• **DATASET RECORDS**:

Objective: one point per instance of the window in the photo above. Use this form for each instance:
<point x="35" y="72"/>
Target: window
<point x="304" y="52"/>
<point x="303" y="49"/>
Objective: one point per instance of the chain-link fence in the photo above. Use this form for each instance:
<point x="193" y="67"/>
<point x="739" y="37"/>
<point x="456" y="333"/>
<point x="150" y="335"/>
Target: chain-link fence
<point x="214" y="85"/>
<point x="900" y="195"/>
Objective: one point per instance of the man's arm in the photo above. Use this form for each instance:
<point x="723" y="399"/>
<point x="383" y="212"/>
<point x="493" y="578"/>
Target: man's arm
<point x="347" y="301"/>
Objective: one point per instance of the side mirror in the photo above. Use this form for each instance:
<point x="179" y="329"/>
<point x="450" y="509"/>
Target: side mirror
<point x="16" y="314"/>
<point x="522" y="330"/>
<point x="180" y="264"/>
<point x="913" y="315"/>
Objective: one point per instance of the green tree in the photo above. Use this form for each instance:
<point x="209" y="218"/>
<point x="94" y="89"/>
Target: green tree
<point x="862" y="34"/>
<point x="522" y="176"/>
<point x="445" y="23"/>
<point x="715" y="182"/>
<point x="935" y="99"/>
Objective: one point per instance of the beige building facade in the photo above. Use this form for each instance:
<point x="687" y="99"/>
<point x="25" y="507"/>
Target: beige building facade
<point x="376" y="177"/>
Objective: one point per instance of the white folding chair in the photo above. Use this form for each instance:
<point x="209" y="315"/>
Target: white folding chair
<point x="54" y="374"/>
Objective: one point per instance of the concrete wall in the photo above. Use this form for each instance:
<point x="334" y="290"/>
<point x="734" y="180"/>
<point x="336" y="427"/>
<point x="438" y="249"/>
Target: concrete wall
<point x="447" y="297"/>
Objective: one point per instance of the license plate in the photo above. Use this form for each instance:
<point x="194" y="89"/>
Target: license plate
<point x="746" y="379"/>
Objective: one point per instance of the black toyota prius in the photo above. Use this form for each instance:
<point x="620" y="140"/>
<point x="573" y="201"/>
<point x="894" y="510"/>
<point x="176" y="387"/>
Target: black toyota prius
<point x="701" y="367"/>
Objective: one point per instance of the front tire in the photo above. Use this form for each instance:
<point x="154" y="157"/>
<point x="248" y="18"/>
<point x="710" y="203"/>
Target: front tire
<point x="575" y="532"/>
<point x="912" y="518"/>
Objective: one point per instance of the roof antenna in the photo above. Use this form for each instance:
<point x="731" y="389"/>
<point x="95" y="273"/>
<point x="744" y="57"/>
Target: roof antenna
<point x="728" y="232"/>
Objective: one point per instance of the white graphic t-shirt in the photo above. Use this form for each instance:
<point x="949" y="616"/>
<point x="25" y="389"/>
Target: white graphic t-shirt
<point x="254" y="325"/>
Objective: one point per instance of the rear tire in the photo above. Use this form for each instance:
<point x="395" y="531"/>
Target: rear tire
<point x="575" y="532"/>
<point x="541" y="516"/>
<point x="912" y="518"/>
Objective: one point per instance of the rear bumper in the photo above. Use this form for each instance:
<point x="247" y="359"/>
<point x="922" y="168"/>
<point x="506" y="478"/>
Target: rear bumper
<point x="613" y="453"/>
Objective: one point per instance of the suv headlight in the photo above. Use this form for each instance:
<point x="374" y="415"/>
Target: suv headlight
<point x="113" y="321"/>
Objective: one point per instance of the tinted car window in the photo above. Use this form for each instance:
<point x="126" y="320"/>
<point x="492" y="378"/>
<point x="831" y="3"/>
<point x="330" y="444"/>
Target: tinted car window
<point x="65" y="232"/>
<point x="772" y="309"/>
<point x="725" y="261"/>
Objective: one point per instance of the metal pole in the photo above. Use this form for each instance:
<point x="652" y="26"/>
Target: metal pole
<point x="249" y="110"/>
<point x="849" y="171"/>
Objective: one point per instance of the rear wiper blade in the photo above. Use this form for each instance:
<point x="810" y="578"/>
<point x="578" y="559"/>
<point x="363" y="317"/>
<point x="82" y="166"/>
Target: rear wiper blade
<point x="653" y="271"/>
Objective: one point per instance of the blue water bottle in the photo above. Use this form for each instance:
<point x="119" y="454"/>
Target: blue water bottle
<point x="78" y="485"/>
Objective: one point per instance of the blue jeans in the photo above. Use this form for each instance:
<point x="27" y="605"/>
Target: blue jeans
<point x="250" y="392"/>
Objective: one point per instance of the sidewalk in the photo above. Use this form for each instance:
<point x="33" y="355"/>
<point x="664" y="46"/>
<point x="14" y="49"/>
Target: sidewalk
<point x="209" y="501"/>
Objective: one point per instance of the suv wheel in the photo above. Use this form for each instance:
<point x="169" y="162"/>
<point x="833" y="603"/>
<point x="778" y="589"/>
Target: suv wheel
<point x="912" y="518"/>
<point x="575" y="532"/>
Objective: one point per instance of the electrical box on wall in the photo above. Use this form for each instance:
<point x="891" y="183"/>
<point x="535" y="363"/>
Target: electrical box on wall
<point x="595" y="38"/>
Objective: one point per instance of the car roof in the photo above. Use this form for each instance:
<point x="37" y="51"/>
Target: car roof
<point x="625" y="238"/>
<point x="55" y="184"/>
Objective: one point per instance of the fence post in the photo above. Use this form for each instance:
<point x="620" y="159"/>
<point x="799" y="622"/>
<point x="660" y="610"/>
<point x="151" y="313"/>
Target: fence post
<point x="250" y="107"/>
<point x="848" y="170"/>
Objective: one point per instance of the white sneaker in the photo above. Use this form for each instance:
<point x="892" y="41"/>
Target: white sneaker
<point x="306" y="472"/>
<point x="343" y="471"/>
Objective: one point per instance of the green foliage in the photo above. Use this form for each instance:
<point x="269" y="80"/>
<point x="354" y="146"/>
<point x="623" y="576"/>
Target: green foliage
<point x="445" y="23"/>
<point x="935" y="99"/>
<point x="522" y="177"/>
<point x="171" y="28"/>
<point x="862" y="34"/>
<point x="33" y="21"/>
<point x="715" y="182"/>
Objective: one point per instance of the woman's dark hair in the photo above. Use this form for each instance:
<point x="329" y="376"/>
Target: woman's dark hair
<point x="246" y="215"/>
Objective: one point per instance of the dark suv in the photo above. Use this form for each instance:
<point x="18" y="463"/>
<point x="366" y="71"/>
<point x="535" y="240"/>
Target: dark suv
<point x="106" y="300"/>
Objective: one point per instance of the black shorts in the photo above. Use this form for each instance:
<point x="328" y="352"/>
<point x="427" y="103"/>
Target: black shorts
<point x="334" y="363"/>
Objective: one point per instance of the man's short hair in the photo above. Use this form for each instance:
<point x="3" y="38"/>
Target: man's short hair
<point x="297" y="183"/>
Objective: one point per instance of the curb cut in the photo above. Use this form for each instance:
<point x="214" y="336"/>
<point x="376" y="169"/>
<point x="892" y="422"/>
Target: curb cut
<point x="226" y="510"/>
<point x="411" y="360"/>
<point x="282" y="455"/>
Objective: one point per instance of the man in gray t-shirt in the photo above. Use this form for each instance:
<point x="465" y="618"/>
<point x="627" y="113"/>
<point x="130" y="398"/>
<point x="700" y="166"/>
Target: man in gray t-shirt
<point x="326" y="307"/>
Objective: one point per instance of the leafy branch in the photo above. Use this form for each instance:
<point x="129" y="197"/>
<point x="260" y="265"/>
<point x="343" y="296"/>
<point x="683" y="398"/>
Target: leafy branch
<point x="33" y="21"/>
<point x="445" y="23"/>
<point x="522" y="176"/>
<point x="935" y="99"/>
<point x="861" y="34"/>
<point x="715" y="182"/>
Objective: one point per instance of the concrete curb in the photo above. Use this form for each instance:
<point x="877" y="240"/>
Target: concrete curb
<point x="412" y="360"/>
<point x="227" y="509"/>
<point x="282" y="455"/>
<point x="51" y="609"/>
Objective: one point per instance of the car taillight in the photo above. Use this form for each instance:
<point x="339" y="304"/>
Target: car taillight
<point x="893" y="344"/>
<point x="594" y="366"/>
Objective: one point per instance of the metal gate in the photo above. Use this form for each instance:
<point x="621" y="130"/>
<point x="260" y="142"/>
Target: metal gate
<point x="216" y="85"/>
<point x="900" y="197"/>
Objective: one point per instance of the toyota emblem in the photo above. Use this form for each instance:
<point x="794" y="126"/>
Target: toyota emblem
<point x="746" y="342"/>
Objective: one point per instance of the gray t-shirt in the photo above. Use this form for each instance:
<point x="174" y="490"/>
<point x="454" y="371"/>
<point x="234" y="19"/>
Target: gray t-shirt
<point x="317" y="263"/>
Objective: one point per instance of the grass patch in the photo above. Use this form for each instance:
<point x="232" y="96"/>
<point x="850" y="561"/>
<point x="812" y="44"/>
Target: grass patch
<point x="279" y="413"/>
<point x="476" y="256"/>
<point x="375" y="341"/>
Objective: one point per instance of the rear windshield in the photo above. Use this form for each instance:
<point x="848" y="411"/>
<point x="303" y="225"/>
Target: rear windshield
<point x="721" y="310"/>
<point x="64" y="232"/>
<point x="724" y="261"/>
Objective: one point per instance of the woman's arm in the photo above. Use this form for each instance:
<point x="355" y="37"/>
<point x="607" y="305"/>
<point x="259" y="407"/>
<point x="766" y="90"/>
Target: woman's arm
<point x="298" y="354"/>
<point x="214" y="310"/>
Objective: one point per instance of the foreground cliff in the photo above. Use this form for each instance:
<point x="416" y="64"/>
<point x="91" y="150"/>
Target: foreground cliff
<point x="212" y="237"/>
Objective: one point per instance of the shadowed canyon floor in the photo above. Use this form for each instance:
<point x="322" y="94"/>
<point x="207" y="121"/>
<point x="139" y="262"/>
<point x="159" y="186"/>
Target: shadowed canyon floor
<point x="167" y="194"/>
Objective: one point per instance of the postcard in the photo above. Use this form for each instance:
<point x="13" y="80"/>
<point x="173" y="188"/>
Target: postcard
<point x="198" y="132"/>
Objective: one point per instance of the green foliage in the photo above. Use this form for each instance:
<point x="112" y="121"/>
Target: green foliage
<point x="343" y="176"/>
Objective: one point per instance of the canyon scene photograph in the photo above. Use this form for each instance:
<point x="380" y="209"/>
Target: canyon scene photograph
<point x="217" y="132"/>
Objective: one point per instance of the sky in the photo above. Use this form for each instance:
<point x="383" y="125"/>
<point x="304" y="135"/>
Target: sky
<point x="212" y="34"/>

• **EXERCISE DIRECTIONS**: Above are the records; from them, give again exactly the lines from the one containing "Objective: one point per instance of the beige" to the one containing "Objective: one point per instance of the white folding", both lines included, and nothing more.

• **SOLUTION**:
Objective: one point per instance of the beige building facade in the photo above. Use this form for each instance:
<point x="687" y="99"/>
<point x="25" y="507"/>
Target: beige building facade
<point x="376" y="177"/>
Objective: one point per instance of the white folding chair in the photo above. Use this form for each instance:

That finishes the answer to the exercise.